### Task
Each line of the material must be returned exactly.

### Records shown
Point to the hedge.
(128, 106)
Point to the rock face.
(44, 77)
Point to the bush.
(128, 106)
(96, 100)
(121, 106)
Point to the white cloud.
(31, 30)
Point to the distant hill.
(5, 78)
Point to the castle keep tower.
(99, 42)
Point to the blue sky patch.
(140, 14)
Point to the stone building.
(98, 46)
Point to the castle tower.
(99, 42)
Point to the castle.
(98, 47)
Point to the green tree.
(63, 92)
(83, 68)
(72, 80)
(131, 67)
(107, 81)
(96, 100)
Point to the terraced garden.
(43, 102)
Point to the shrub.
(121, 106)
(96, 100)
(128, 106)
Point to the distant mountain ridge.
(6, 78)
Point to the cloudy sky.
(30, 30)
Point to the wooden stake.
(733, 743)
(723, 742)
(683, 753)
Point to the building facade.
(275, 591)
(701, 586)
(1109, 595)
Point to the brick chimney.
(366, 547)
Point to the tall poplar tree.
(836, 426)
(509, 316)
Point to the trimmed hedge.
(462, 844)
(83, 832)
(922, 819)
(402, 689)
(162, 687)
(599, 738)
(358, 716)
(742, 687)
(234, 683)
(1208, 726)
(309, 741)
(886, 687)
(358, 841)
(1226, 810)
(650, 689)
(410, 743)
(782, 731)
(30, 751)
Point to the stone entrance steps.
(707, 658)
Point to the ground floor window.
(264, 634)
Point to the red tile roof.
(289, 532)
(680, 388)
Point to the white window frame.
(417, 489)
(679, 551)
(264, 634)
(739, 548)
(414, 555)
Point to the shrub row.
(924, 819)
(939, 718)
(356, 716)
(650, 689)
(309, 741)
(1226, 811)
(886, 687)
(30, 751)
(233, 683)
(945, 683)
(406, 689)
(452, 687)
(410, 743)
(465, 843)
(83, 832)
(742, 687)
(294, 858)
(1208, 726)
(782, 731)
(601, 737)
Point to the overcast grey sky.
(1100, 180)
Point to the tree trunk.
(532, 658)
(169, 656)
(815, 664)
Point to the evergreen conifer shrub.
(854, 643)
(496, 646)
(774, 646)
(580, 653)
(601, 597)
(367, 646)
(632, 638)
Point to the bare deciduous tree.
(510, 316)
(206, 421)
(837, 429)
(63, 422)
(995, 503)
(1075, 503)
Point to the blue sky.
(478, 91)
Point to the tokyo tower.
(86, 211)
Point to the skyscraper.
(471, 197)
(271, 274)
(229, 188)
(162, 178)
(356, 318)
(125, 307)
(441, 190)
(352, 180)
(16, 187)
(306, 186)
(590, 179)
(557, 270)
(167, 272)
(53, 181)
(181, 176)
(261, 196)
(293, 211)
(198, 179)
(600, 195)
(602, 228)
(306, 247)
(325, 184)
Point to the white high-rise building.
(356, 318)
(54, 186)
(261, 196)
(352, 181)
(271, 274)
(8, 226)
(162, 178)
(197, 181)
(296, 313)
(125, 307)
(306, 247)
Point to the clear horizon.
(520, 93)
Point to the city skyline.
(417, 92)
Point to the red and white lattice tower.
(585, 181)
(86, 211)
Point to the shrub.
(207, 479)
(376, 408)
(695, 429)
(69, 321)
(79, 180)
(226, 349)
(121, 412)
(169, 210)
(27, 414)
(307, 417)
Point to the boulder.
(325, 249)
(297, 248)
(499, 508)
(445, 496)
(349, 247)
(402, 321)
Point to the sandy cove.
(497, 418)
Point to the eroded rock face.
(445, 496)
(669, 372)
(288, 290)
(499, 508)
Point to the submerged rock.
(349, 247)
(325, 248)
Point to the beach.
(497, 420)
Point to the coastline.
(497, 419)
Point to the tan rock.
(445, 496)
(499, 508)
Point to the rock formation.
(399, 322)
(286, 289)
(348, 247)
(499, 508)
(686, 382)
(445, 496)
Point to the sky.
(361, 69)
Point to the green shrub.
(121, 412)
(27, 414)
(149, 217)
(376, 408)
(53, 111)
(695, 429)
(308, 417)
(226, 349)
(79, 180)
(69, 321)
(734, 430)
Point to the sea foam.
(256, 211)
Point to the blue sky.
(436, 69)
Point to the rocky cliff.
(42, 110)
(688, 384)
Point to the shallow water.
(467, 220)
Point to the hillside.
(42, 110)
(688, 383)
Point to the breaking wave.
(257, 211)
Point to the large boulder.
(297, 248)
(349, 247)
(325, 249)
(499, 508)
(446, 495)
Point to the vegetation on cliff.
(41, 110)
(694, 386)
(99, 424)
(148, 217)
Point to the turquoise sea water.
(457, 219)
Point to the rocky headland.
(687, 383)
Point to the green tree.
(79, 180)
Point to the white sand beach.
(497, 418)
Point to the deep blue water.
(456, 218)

### Written solution
Point to the hedge.
(128, 106)
Point to the rock face.
(44, 77)
Point to the bush.
(128, 106)
(96, 100)
(121, 106)
Point to the white cloud.
(31, 30)
Point to the distant hill.
(5, 78)
Point to the castle keep tower.
(99, 42)
Point to the blue sky patch.
(140, 14)
Point to the stone building.
(98, 46)
Point to the castle tower.
(99, 42)
Point to the castle.
(98, 47)
Point to the green tree.
(63, 92)
(83, 68)
(72, 80)
(131, 67)
(107, 81)
(96, 100)
Point to the terraced garden.
(43, 102)
Point to the shrub.
(121, 106)
(96, 100)
(128, 106)
Point to the distant mountain ridge.
(6, 78)
Point to the cloudy sky.
(30, 30)
Point to the wooden stake.
(733, 743)
(723, 742)
(683, 753)
Point to the building facade.
(275, 591)
(701, 586)
(1109, 595)
Point to the brick chimney.
(366, 547)
Point to the tall poplar tree.
(836, 426)
(509, 316)
Point to the trimmed hedge.
(462, 844)
(83, 832)
(922, 819)
(402, 689)
(162, 687)
(599, 738)
(358, 716)
(742, 687)
(234, 683)
(1208, 726)
(309, 741)
(886, 687)
(358, 841)
(1226, 810)
(650, 689)
(410, 743)
(782, 731)
(30, 751)
Point to the stone entrance steps.
(707, 658)
Point to the ground floor window.
(264, 634)
Point to the red tile roof.
(289, 532)
(680, 388)
Point to the white window frame.
(417, 489)
(679, 551)
(264, 634)
(739, 548)
(414, 555)
Point to the shrub row.
(924, 819)
(939, 718)
(356, 716)
(650, 689)
(309, 741)
(1226, 811)
(886, 687)
(30, 751)
(233, 683)
(945, 683)
(406, 689)
(452, 687)
(410, 743)
(465, 843)
(83, 832)
(742, 687)
(294, 858)
(1208, 726)
(782, 731)
(601, 737)
Point to the overcast grey sky.
(1100, 180)
Point to the tree trunk.
(532, 658)
(169, 656)
(815, 664)
Point to the evergreen conifer shrub.
(854, 643)
(496, 646)
(774, 646)
(580, 653)
(601, 597)
(367, 646)
(632, 638)
Point to the bare deciduous tree.
(510, 316)
(206, 421)
(837, 429)
(63, 422)
(995, 503)
(1075, 503)
Point to the blue sky.
(478, 91)
Point to the tokyo tower.
(86, 211)
Point to the skyscraper.
(471, 197)
(271, 274)
(229, 188)
(162, 178)
(356, 318)
(125, 307)
(441, 190)
(352, 180)
(16, 187)
(306, 186)
(590, 179)
(557, 270)
(167, 272)
(53, 181)
(181, 176)
(261, 196)
(293, 211)
(198, 179)
(600, 195)
(602, 228)
(306, 247)
(325, 184)
Point to the white high-rise building.
(356, 318)
(54, 186)
(261, 196)
(352, 181)
(271, 274)
(8, 226)
(162, 178)
(197, 181)
(296, 313)
(125, 307)
(306, 247)
Point to the clear horizon.
(520, 93)
Point to the city skyline.
(417, 92)
Point to the red and white lattice tower.
(585, 181)
(86, 211)
Point to the shrub.
(207, 479)
(376, 408)
(695, 429)
(69, 321)
(79, 180)
(226, 349)
(121, 412)
(169, 210)
(27, 414)
(307, 417)
Point to the boulder.
(325, 249)
(297, 248)
(499, 508)
(445, 496)
(349, 247)
(402, 321)
Point to the sandy cove.
(497, 418)
Point to the eroded rock face.
(445, 496)
(669, 372)
(288, 290)
(499, 508)
Point to the submerged rock.
(349, 247)
(325, 248)
Point to the beach.
(497, 420)
Point to the coastline.
(497, 419)
Point to the tan rock.
(445, 496)
(499, 508)
Point to the rock formation.
(399, 322)
(286, 289)
(348, 247)
(499, 508)
(686, 382)
(445, 496)
Point to the sky.
(361, 69)
Point to the green shrub.
(121, 412)
(27, 414)
(149, 217)
(376, 408)
(53, 111)
(695, 429)
(308, 417)
(226, 349)
(79, 180)
(69, 321)
(734, 430)
Point to the sea foam.
(256, 211)
Point to the blue sky.
(436, 69)
Point to the rocky cliff.
(42, 110)
(688, 384)
Point to the shallow water.
(467, 220)
Point to the hillside.
(42, 110)
(688, 383)
Point to the breaking wave.
(257, 211)
Point to the large boulder.
(297, 248)
(349, 247)
(325, 249)
(499, 508)
(446, 495)
Point to the vegetation on cliff.
(41, 110)
(694, 386)
(99, 424)
(148, 217)
Point to the turquoise sea water.
(457, 219)
Point to the rocky headland.
(687, 383)
Point to the green tree.
(79, 180)
Point to the white sand beach.
(497, 418)
Point to the deep blue water.
(456, 218)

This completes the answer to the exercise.